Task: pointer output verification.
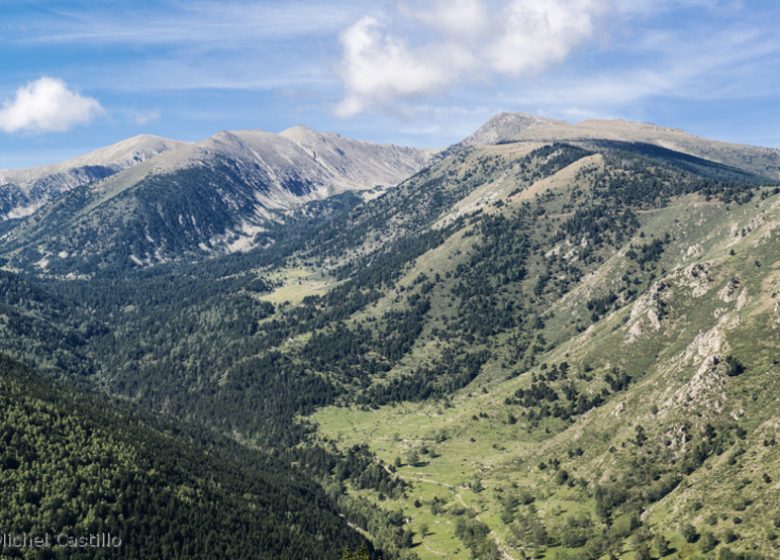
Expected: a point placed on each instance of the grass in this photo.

...

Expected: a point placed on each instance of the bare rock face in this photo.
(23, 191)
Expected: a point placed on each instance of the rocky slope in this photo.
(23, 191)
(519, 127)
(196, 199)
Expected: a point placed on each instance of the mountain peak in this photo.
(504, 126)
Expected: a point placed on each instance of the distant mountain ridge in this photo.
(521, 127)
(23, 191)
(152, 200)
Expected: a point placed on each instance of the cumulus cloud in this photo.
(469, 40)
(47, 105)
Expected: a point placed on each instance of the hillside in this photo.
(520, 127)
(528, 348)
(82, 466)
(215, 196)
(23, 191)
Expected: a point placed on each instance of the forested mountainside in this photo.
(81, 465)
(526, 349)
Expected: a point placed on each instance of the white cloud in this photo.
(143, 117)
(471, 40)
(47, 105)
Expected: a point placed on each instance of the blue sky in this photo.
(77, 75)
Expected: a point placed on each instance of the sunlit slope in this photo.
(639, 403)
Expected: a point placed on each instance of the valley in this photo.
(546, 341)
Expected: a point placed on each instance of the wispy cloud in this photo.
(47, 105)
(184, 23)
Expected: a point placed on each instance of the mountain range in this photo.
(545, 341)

THE PROBLEM
In the records above, find the line with "Task: pointer output verification." and the line with "Expected: a point placed on each instance of the grass". Write out exactly those lines and every one between, with no pictures and no other lines.

RESPONSE AREA
Task: pointer output verification.
Expected: a point placed on each instance of the grass in this photo.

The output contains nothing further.